- Problem details
Turn the part of the records that opens with the line containing "panda black ear" and runs to the end of the records into a numbered list. Leave out any blank lines.
* Begin Supplied data *
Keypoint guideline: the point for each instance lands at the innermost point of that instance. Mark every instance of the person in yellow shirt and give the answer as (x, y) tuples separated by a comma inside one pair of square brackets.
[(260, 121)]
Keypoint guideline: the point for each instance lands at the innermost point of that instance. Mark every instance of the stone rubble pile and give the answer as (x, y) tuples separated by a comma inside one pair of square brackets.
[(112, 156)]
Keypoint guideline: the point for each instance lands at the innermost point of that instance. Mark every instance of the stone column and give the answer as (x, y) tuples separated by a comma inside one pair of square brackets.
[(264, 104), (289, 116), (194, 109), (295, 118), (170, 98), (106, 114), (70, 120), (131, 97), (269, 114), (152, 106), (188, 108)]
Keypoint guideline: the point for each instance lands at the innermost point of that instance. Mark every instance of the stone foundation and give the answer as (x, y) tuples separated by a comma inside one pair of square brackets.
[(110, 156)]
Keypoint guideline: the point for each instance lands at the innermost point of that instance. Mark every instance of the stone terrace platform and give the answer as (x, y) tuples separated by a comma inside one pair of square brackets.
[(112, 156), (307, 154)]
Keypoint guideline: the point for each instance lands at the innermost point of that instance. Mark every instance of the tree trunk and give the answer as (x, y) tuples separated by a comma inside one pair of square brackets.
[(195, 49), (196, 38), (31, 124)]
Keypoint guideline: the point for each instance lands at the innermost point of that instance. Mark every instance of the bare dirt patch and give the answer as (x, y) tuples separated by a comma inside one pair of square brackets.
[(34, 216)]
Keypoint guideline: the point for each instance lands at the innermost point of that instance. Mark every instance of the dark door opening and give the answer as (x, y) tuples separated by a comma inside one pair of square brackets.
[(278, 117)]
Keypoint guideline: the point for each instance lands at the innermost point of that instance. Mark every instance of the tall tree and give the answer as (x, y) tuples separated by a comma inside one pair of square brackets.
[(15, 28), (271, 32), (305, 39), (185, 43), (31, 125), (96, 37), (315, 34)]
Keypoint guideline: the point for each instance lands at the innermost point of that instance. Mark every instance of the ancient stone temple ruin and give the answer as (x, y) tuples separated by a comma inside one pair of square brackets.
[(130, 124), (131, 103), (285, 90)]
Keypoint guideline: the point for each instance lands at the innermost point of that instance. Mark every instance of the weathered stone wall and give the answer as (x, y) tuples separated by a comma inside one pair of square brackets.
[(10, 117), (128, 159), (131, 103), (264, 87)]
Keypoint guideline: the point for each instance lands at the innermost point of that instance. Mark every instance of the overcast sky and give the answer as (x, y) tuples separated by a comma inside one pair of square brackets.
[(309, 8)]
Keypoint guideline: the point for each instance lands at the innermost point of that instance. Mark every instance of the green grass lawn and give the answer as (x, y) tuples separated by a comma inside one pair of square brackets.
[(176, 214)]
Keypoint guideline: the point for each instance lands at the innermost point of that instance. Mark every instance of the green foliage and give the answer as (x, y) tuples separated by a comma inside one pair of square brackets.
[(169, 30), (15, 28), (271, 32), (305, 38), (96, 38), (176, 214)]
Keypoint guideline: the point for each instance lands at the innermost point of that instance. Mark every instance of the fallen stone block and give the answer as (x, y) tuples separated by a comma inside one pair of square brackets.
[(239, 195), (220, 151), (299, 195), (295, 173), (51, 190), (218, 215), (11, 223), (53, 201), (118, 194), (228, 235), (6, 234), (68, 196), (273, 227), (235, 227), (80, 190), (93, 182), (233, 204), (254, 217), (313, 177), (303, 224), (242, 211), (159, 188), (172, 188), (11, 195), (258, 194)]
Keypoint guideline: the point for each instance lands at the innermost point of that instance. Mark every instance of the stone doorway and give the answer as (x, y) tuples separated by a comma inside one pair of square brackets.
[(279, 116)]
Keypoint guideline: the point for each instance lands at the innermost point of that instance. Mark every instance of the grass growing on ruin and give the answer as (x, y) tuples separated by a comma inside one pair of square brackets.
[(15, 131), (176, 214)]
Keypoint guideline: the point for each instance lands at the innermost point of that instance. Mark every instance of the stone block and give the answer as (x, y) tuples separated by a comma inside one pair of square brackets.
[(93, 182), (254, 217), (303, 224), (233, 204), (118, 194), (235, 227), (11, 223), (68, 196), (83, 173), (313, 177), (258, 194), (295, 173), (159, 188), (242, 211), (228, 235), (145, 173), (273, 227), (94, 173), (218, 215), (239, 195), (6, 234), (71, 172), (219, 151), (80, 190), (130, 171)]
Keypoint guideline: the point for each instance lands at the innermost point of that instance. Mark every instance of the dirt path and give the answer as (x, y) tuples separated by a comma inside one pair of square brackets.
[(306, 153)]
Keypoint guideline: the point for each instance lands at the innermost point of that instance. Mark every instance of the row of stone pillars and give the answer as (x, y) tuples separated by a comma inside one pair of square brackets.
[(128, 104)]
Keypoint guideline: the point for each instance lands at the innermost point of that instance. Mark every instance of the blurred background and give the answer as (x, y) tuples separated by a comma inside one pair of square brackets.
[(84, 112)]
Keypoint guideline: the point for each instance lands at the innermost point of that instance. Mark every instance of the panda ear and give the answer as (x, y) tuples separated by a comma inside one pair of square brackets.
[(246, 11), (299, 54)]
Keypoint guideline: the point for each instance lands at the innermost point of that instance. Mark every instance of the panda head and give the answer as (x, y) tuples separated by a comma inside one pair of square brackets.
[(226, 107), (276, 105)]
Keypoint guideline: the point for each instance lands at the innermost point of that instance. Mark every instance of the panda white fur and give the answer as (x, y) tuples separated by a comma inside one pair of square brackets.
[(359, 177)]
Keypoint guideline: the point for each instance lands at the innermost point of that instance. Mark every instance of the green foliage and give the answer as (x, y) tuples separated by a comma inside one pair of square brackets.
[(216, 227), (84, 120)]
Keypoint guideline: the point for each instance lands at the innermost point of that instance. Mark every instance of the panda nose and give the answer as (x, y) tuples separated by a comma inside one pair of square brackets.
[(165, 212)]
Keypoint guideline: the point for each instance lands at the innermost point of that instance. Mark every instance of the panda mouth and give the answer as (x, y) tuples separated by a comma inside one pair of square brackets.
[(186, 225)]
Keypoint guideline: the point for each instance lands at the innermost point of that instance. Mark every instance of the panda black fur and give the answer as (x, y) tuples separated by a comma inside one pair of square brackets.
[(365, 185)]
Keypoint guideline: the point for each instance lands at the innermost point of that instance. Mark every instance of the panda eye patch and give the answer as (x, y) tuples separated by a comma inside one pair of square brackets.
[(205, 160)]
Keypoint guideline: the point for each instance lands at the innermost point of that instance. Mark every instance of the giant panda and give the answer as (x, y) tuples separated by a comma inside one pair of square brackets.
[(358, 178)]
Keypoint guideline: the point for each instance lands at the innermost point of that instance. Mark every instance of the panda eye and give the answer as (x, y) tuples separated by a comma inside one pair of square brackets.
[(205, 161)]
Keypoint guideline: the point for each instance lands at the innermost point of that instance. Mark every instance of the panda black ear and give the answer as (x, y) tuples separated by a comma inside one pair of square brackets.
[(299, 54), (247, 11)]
* End Supplied data *
- Finished task
1. Keypoint guideline: the point for each instance lands at the innermost point of that instance. Mark every instance of the panda black ear and give the answer as (x, y) tuples separated by a comma inside one pair of square brackets.
2. [(299, 54), (247, 11)]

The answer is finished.